> [INSTRUÇÕES DE TRABALHO]
A. De acordo com o texto sobre os voos da FAB, em que ano um membro do TCU havia usado aeronave da FAB pela última vez antes do caso atual?
B. Transcreva literalmente, do texto sobre os voos da FAB, o trecho que vai de "Embora o decreto" até "da opinião pública.".

> [TEXTO FORNECIDO]
* * * * * * * * *

Contudo, há uma brecha. O parágrafo 2º do artigo 2º dá ao ministro da Defesa o poder de autorizar voos para outras autoridades. Foi essa exceção que o governo usou para aprovar o voo de Vital do Rêgo. Mesmo assim, a prática levanta dúvidas. Afinal, autorizar exceções virou regra, especialmente quando envolve nomes alinhados ao Governo atual.
Um histórico que foi respeitado – até agora
O uso de aeronave da FAB por membros do TCU não ocorria desde 2014, quando o então presidente Augusto Nardes autorizou o transporte da ministra Ana Arraes, após a morte de seu filho, Eduardo Campos. Desde então, os presidentes da Corte evitaram esse tipo de prática – até agora.
Ministros ouvidos em anonimato afirmaram que “ninguém jamais se atreveu a isso”, revelando o mal-estar provocado dentro do próprio tribunal. Afinal, o TCU tem como missão fiscalizar o uso de recursos públicos. Quando seu presidente burla essa lógica, a credibilidade da instituição sofre um golpe.
Mais uma mordomia disfarçada de exceção
A comodidade de voar em aeronave da FAB atrai cada vez mais autoridades públicas. Diferente dos voos comerciais, esses deslocamentos não exigem check-in, nem espera em filas ou saguões. Além disso, o embarque ocorre em áreas restritas, com tratamento privilegiado e sem contato com a população.
Embora o decreto permita autorizações pontuais, muitos políticos e ministros juízes encontraram ali uma brecha conveniente. O caso do presidente do TCU é apenas o exemplo mais recente. Afinal, quem ocupa cargos altos parece ter sempre alguém disposto a liberar um voo em avião da FAB “emprestado”.
Portanto, o que era para ser exceção vem se tornando uma prática frequente e confortável, longe dos olhos da fiscalização e da opinião pública.

* * * * * * * * *

> [TRECHOS DE DADOS]

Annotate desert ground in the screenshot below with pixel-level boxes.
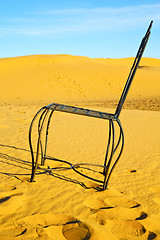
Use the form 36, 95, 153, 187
0, 55, 160, 240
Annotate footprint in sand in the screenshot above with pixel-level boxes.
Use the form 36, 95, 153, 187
0, 184, 16, 192
0, 214, 90, 240
0, 193, 23, 215
83, 190, 140, 209
62, 221, 90, 240
150, 187, 160, 204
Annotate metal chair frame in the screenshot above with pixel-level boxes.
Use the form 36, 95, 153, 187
29, 21, 153, 190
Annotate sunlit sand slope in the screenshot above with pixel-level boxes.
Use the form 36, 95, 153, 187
0, 55, 160, 104
0, 105, 160, 240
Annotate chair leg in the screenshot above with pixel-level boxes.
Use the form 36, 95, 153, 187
103, 119, 124, 190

* * * * * * * * *

> [SOLUÇÕES EM ORDEM]
A. Em 2014.

B.
Embora o decreto permita autorizações pontuais, muitos políticos e ministros juízes encontraram ali uma brecha conveniente. O caso do presidente do TCU é apenas o exemplo mais recente. Afinal, quem ocupa cargos altos parece ter sempre alguém disposto a liberar um voo em avião da FAB “emprestado”.
Portanto, o que era para ser exceção vem se tornando uma prática frequente e confortável, longe dos olhos da fiscalização e da opinião pública.